--- TASK BRIEF ---
Quote the TMJ jaw pain text word for word, starting at "TMJ Jaw Pain,Clicking, Locking" and running up to and including "headaches upon awakening.".

--- TEXT SECTION ---
▬▬▬▬▬▬▬▬▬▬

TMJ Jaw Pain,Clicking, Locking
Tooth grinding or clenching is typically the dental manifestation of stress, anxiety, a sleep-related breathing disorder or hyperactivity. The signs and symptoms that are the result of the grind or clench habit can range from the physical wear of the teeth to sore, tender muscles in the face, neck and shoulders t o a painful,clicking or locking jaw joint (TMJ) to debilitating headaches. The headaches may be migraine, cluster or muscle-tension type. Low nitetime oxygen levels secondary to sleep-related breathing problems can also be the source of dull headaches upon awakening.
A sleep-related breathing disorder can be the cause of teeth clenching as the body's reflex to help keep the jaw forward for better breathing. The sleep breathing disorder must be confirmed or ruled out in the course of the oral appliance treatment for a TMJ disorder.If a sleep breathing problem is confirmed then it can be simultaneously managed with the TMJ disorder so as not to impede the progress of that treatment or cause recurrence of symptoms. Research indicates that the source of~60% of TMJ (Jaw) problems is an underlying breathing problem during sleep.If this concern is not suspected or ruled out by diagnostic testing then the appropriate dental appliance worn over the teeth is selected to reduce the intensity of the clench habit and relax the related facial and neck muscles that are often sore on awakening...Other custom designed oral appliances may, alternately, be selected if a patient's symptoms involve the TMJoints. These devices are often considered when the jaw clicks or there is difficulty and limitation in opening or closing the jaw usually due to a "dislocation" of the disc . Concurrently there is often discomfort to function (talk and/or chew) . In addition to selecting the proper appliance for nitetime or daytime and nitetime wear Electrical Nerve Stimulation (TENS), Ultrasound, and therapeutic exercises are other very non-invasive, current treatment modalities that can be used to provide relief in these cases as alternatives to surgical intervention for improvement. Posture and nutritional concerns are also assessed during evaluation for any part they may have in contributing to or improving one's condition. Our education, training and experience i n providing treatment for TMJ disorders or muscle-related symptoms in the face or neck is to correctly identify the underlying source of the symptoms and use the most conservative therapy that resolves the source of those symptoms.

▬▬▬▬▬▬▬▬▬▬

--- RAW DATA ---
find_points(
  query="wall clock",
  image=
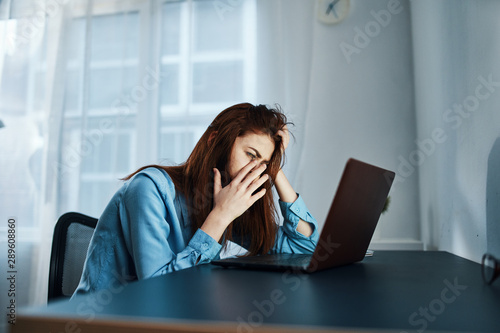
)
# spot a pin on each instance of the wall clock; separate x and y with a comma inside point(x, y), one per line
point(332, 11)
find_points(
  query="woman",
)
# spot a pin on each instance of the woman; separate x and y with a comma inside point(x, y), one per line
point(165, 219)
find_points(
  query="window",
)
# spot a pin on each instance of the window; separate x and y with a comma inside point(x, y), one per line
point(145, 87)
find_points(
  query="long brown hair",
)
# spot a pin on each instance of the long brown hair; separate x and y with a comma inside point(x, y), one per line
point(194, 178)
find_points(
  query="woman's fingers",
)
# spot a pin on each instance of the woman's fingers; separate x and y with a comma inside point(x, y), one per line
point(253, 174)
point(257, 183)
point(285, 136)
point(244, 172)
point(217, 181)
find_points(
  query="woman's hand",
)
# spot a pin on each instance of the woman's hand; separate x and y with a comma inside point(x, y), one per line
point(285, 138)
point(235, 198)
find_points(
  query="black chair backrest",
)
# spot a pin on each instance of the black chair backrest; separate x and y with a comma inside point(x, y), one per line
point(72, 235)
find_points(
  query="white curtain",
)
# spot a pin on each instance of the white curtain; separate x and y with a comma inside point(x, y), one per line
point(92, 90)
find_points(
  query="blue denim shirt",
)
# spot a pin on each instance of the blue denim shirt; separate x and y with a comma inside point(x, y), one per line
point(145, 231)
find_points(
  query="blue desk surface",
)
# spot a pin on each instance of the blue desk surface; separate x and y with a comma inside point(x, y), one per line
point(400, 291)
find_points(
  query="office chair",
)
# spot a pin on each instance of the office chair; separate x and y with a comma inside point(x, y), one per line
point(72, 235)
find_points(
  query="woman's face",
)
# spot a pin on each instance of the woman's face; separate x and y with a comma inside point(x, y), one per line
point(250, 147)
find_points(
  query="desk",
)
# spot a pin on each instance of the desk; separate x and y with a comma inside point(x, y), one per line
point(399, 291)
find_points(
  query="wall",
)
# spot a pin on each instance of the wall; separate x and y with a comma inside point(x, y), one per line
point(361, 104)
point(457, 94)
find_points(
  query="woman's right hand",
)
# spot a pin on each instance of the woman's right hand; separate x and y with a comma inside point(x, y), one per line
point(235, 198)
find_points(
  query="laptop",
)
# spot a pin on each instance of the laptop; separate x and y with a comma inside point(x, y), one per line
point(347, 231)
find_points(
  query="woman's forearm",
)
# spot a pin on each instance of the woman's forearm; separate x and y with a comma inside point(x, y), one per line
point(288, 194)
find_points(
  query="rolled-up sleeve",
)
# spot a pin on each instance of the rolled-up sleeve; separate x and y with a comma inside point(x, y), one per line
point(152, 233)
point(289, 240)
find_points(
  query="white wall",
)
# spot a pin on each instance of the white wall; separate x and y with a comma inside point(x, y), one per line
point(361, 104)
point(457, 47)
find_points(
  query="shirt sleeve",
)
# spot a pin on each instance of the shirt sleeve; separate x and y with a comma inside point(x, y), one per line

▬▬▬▬▬▬▬▬▬▬

--- TASK OUTPUT ---
TMJ Jaw Pain,Clicking, Locking
Tooth grinding or clenching is typically the dental manifestation of stress, anxiety, a sleep-related breathing disorder or hyperactivity. The signs and symptoms that are the result of the grind or clench habit can range from the physical wear of the teeth to sore, tender muscles in the face, neck and shoulders t o a painful,clicking or locking jaw joint (TMJ) to debilitating headaches. The headaches may be migraine, cluster or muscle-tension type. Low nitetime oxygen levels secondary to sleep-related breathing problems can also be the source of dull headaches upon awakening.